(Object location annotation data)
** begin **
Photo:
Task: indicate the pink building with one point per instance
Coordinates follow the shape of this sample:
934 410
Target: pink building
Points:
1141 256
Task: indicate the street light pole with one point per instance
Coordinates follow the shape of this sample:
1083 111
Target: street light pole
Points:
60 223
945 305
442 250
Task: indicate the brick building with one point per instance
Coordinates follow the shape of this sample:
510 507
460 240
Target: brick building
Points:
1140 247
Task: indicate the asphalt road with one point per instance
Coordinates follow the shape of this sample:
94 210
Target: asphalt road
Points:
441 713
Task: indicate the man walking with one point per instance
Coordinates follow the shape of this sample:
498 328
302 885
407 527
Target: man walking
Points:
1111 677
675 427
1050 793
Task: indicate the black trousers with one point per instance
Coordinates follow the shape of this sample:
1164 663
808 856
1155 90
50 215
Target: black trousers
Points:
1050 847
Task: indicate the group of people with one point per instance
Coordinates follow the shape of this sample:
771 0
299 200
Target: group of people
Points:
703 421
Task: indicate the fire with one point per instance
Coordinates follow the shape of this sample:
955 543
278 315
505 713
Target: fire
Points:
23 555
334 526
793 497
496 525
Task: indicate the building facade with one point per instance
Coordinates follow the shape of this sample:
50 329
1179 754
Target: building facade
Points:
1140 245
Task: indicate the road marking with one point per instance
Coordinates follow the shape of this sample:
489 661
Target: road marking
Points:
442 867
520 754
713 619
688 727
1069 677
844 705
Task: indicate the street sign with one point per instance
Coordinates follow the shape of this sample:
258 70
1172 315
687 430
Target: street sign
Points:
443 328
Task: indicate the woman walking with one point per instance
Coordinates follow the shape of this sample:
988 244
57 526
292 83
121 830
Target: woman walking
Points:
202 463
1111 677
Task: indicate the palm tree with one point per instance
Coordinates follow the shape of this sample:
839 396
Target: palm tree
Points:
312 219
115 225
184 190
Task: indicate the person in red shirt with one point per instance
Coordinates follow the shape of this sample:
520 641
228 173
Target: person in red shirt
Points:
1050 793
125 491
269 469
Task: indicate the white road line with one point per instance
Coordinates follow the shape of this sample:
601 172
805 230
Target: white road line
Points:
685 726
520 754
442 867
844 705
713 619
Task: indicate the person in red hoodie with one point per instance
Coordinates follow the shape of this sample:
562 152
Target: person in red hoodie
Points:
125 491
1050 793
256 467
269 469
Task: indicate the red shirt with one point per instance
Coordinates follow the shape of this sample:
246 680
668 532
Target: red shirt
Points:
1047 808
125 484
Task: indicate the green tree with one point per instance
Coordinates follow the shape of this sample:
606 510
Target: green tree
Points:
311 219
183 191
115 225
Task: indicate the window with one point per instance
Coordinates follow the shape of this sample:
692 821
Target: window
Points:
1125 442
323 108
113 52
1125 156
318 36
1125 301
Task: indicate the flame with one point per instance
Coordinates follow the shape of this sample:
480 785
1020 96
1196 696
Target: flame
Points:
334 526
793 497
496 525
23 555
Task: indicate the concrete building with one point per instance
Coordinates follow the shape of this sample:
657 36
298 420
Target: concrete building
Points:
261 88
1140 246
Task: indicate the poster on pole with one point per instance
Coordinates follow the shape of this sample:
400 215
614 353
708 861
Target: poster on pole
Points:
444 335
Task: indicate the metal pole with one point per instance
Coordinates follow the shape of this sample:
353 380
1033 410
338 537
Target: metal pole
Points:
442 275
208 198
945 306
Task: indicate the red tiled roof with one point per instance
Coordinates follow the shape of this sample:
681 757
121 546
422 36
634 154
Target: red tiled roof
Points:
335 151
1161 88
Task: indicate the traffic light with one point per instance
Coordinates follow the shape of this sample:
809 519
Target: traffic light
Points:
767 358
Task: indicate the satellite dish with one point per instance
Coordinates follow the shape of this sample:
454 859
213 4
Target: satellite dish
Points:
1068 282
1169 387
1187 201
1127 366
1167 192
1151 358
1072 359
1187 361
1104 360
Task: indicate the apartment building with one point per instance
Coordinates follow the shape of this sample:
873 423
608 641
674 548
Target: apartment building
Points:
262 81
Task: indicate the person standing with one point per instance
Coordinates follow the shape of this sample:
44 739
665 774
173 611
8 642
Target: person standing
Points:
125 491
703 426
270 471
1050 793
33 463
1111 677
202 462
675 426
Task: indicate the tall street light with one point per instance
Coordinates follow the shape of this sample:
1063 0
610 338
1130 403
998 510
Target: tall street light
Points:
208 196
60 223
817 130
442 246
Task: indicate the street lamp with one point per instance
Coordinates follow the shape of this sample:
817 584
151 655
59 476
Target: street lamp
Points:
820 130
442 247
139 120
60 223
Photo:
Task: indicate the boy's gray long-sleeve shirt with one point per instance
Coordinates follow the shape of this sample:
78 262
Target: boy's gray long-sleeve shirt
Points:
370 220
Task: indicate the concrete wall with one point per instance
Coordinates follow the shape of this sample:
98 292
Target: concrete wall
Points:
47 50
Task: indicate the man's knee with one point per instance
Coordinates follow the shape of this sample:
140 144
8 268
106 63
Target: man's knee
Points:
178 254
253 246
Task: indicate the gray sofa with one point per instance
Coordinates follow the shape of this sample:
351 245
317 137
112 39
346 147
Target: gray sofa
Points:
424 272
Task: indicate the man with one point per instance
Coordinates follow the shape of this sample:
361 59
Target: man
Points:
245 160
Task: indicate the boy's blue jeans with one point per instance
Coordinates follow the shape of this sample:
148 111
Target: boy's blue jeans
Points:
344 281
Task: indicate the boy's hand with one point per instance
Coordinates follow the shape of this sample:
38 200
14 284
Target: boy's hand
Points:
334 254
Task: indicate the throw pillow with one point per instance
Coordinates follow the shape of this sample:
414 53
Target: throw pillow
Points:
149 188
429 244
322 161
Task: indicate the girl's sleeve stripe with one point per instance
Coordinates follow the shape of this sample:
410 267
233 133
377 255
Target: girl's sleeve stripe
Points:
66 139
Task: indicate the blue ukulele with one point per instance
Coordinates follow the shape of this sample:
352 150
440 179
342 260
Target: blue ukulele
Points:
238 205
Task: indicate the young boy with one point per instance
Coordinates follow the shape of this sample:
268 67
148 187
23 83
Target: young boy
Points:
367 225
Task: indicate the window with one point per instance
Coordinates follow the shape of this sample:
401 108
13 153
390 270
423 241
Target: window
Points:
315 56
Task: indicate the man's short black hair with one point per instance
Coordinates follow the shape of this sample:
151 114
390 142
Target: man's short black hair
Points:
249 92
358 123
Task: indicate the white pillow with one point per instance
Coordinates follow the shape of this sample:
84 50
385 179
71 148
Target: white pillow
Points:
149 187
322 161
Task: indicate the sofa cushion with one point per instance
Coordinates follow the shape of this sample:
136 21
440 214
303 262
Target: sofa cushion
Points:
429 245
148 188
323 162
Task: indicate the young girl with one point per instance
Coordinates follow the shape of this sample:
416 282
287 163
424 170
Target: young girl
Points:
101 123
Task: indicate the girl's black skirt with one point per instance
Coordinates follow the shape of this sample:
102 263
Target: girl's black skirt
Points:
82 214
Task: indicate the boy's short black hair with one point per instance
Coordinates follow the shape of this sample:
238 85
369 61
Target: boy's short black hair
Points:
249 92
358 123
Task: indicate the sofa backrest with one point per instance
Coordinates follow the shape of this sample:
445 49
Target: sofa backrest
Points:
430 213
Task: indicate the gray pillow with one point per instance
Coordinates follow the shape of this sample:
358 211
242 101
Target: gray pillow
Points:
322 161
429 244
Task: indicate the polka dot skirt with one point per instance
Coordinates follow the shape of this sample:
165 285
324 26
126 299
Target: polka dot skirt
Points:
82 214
** end **
Each line of the material above needs to be quoted exactly, please.

In response —
Photo:
Task: indicate the pink building with one point per instance
Coordinates follow the shape of this sample:
934 410
Target: pink building
Points:
1141 256
Task: indicate the street light pole with one point per instance
Coordinates follow the shape of this sample:
1083 111
Target: street light pole
Points:
60 223
945 305
442 250
Task: indicate the brick building with one point per instance
Coordinates follow the shape of this sample:
510 507
460 240
Target: brick building
Points:
1140 247
Task: indicate the asphalt road with one point per instance
Coordinates follow the shape of this sample:
94 210
Target: asphalt road
Points:
441 713
Task: indicate the man walking with one point per instance
Coordinates follow the shape of this sample:
498 328
302 885
407 527
Target: man walking
Points:
1111 677
675 427
1050 793
Task: indicate the black trousers with one point per instance
Coordinates follow the shape of this sample:
1164 663
808 856
1155 90
50 215
Target: black trousers
Points:
1050 847
Task: indicate the group of people with one point per instance
Coordinates follow the shape of this sample:
771 0
299 200
Target: group of people
Points:
703 421
Task: indicate the fire with one point per instance
Coordinates follow the shape of this sample:
955 543
278 315
505 713
Target: fire
Points:
23 555
334 526
793 497
496 525
Task: indicate the building facade with one point per instance
Coordinates follow the shape of this sample:
50 329
1179 754
Target: building facade
Points:
1140 245
Task: indicate the road marking with one point per instance
Coordinates follow the shape of this sample:
489 661
Target: road marking
Points:
442 867
520 754
713 619
688 727
1069 677
844 705
Task: indicate the street sign with one point per instance
Coordinates follow the shape of this sample:
258 70
1172 315
687 430
Target: street sign
Points:
443 328
Task: indicate the woman walking with one point per instance
Coordinates follow the shape of this sample:
988 244
57 526
292 83
121 830
Target: woman walking
Points:
202 463
1111 677
Task: indicate the palm tree with one point per instance
Coordinates follow the shape of this sample:
839 396
Target: palm tree
Points:
312 219
115 225
184 190
Task: indicate the person in red shirt with one point per instance
Coordinates follow the shape of this sample:
520 641
228 173
Target: person in red shirt
Points:
1050 793
125 491
269 469
Task: indicate the white road line with one point per instance
Coordinates follow the shape of this sample:
601 172
805 230
Target: white road line
Points:
685 726
520 754
442 867
844 705
713 619
Task: indicate the person in red hoodie with one point per instance
Coordinates follow the shape of this sample:
562 152
Target: person in red hoodie
Points:
125 491
1050 793
256 467
269 469
Task: indicate the red shirt with one point per instance
Coordinates follow the shape of this sample:
246 680
668 532
Target: red shirt
Points:
1047 808
125 484
Task: indicate the green tree with one point per instance
Coordinates follow the shape of this sample:
606 510
Target: green tree
Points:
311 219
183 191
115 225
Task: indicate the window with one point per instance
Coordinates follow the shape of this sample:
692 821
Target: window
Points:
1125 442
323 108
113 52
1125 156
318 36
1125 301
Task: indicate the flame with one point per instance
Coordinates follow the shape of this sample:
480 785
1020 96
1196 696
Target: flame
Points:
334 526
793 497
496 525
23 555
Task: indicate the concrete building with one point per instance
Coordinates follow the shape of this sample:
657 36
298 420
Target: concrete building
Points:
261 88
1140 246
Task: indicate the poster on pole with one point per instance
Coordinates follow the shape of this sample:
400 215
614 353
708 861
Target: poster on pole
Points:
444 335
Task: indicate the metal pole with one point per instance
Coordinates follow the shape of this sample:
353 380
1033 410
338 537
Target: metal pole
Points:
442 275
208 198
945 306
Task: indicate the red tiled roof with one point per instance
Coordinates follow the shape of this sample:
681 757
121 546
422 36
634 154
Target: red tiled roof
Points:
335 151
1161 88
Task: indicate the traffic light with one point per instance
Coordinates follow the shape of this sample:
809 519
Target: traffic light
Points:
767 358
Task: indicate the satellite dish with one point per instance
Coordinates follow the shape of this sample:
454 859
213 4
Target: satellite dish
Points:
1068 282
1169 387
1187 201
1127 366
1167 192
1151 358
1072 359
1187 361
1104 360
Task: indicate the apartment building with one point per instance
Coordinates follow the shape of this sample:
873 423
608 641
674 548
Target: apartment building
Points:
262 81
Task: indicate the person standing with one point per instance
Coordinates follow the shape of this sample:
44 739
665 774
173 611
8 642
Target: person standing
Points:
125 491
703 426
270 471
1050 793
33 463
1111 677
202 462
675 426
Task: indicate the tall street light with one point per instance
Coordinates follow the shape of this sample:
1063 0
610 338
1130 403
998 510
Target: tall street light
Points:
208 196
60 223
817 130
442 246
Task: indicate the street lamp with one point per instance
Coordinates follow the shape of this sample:
817 584
151 655
59 476
Target: street lamp
Points:
820 130
442 247
139 120
60 223
Photo:
Task: indicate the boy's gray long-sleeve shirt with one point per instance
Coordinates follow the shape of this sample:
78 262
Target: boy's gray long-sleeve shirt
Points:
370 220
Task: indicate the concrete wall with one point per instance
Coordinates follow the shape of this sample:
98 292
Target: concrete wall
Points:
47 50
Task: indicate the man's knee with one point per instance
Coordinates follow the shape of this sample:
140 144
8 268
106 63
Target: man's knee
Points:
178 254
253 246
Task: indicate the gray sofa with one point per instance
Coordinates follow the shape of this sample:
351 245
317 137
112 39
346 147
Target: gray sofa
Points:
424 272
Task: indicate the man with one point per instance
Coordinates follow the shape of this sample:
361 59
Target: man
Points:
245 160
Task: indicate the boy's blue jeans with one point per instance
Coordinates follow the shape of this sample:
148 111
Target: boy's blue jeans
Points:
344 281
Task: indicate the boy's hand with one point per instance
Coordinates follow the shape of this sample:
38 200
14 284
Target: boy's hand
Points:
334 254
Task: indicate the throw pillow with one point per instance
Coordinates follow the shape of this sample:
414 53
Target: throw pillow
Points:
149 188
429 244
322 161
Task: indicate the girl's sleeve stripe with one point per instance
Coordinates follow the shape of this sample:
410 267
233 133
377 255
Target: girl's sleeve stripe
Points:
66 139
Task: indicate the blue ukulele with one point per instance
Coordinates follow the shape of this sample:
352 150
440 179
342 260
Target: blue ukulele
Points:
238 205
Task: indicate the young boy with one point per instance
Coordinates follow the shape of this sample:
268 67
148 187
23 83
Target: young boy
Points:
367 225
Task: indicate the window with one point per instance
Coordinates follow the shape of this sample:
401 108
13 153
390 270
423 241
Target: window
Points:
315 56
Task: indicate the man's short black hair with one point per instance
Coordinates follow the shape of this sample:
151 114
390 142
Target: man's short black hair
Points:
249 92
358 123
Task: indicate the white pillow with one point per instance
Coordinates follow the shape of this sample:
84 50
385 179
71 148
Target: white pillow
Points:
149 187
322 161
Task: indicate the sofa cushion with one point per instance
Coordinates follow the shape of this sample:
136 21
440 214
303 262
Target: sofa cushion
Points:
429 245
148 188
323 162
Task: indicate the young girl with one point per instance
Coordinates follow the shape of this sample:
416 282
287 163
424 170
Target: young girl
Points:
101 123
Task: indicate the girl's black skirt with one point per instance
Coordinates follow the shape of this sample:
102 263
Target: girl's black skirt
Points:
82 214
Task: indicate the boy's short black hair with one point per instance
Coordinates follow the shape of this sample:
238 85
369 61
Target: boy's short black hair
Points:
249 92
358 123
Task: indicate the sofa backrest with one point per instance
Coordinates follow the shape of this sample:
445 49
Target: sofa backrest
Points:
430 213
Task: indicate the gray pillow with one point per instance
Coordinates follow the shape of this sample:
358 211
242 101
Target: gray pillow
Points:
322 161
429 244
Task: indicate the polka dot skirt with one point per instance
Coordinates follow the shape of this sample:
165 285
324 26
126 299
Target: polka dot skirt
Points:
82 214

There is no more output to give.